Text excerpt »
----

But the price is eye‑watering. Regulators, airlines and campaigners all worry that a £49 billion upgrade bill – including £33 billion specifically linked to the expansion – will ultimately hit passengers through higher landing charges and ticket prices. [24]

International Airlines Group (owner of British Airways), Virgin Atlantic and others have already warned that Heathrow is one of the world’s most expensive hubs and that doubling charges to pay for the new runway could leave the extra capacity chronically underused. [25]

The Civil Aviation Authority has launched consultations on Heathrow’s regulatory model, and the government faces a delicate balancing act: it needs investors to back the project, airlines to keep flying, and voters to believe they are not being fleeced for vanity infrastructure. [26]

Climate, noise and the legal battles to come

Even if the numbers stack up, Heathrow’s third runway has to clear the UK’s increasingly stringent climate tests. The government’s latest position is that expansion can only proceed if it is compatible with legally binding net‑zero commitments and air‑quality rules – one of four “tests” covering emissions, noise, local air pollution and economic benefit. [27]

Environmental groups are adamant that this bar cannot be met. Friends of the Earth has described new aviation capacity as a reckless gamble with the climate, and long‑standing campaign coalitions promise to challenge every stage of the ANPS review and planning process. [28]

They point out that additional flights from Heathrow alone could add hundreds of millions of tonnes of CO₂ over the coming decades, undermining the UK’s broader decarbonisation efforts, and argue that technological fixes such as sustainable aviation fuel and more efficient aircraft are nowhere near ready to offset such a large capacity jump. [29]

The courts have already played a central role in Heathrow’s story. In 2020, the Court of Appeal ruled the government’s earlier expansion policy unlawful for failing to take the Paris Agreement into account. The Supreme Court later overturned that ruling, deciding that ministers had acted lawfully but making clear that up‑to‑date climate commitments would have to be considered again when a concrete planning application is examined. [30]

Local authorities around Heathrow – many of which have opposed expansion for years – are expected to pore over the updated ANPS and any development consent application in search of grounds for further legal challenge, particularly on noise, traffic and air‑quality impacts. [31]

Industry, unions and campaigners react

Reactions across west London and the aviation sector have been swift and polarised.

----

Stored data »
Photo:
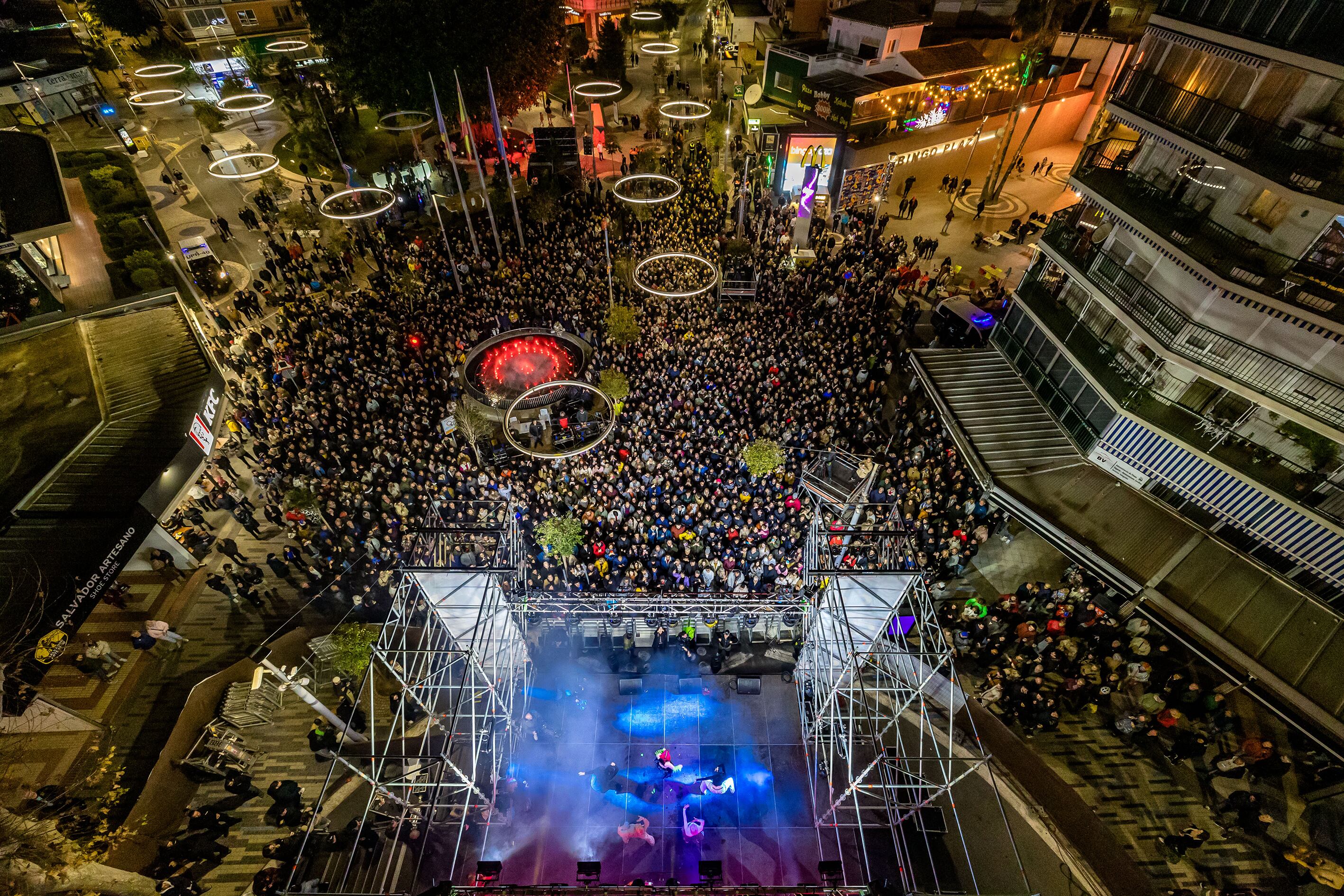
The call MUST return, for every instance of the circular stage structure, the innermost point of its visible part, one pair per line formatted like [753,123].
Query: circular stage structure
[503,368]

----

Exercises to complete »
**1)** In the text on Heathrow's third runway, how much of the £49 billion upgrade bill is specifically linked to the expansion?
**2)** Reproduce the passage of the text on Heathrow's third runway that starts with "The courts have" and goes on through "swift and polarised.".

Solution list »
**1)** £33 billion

**2)**
The courts have already played a central role in Heathrow’s story. In 2020, the Court of Appeal ruled the government’s earlier expansion policy unlawful for failing to take the Paris Agreement into account. The Supreme Court later overturned that ruling, deciding that ministers had acted lawfully but making clear that up‑to‑date climate commitments would have to be considered again when a concrete planning application is examined. [30]

Local authorities around Heathrow – many of which have opposed expansion for years – are expected to pore over the updated ANPS and any development consent application in search of grounds for further legal challenge, particularly on noise, traffic and air‑quality impacts. [31]

Industry, unions and campaigners react

Reactions across west London and the aviation sector have been swift and polarised.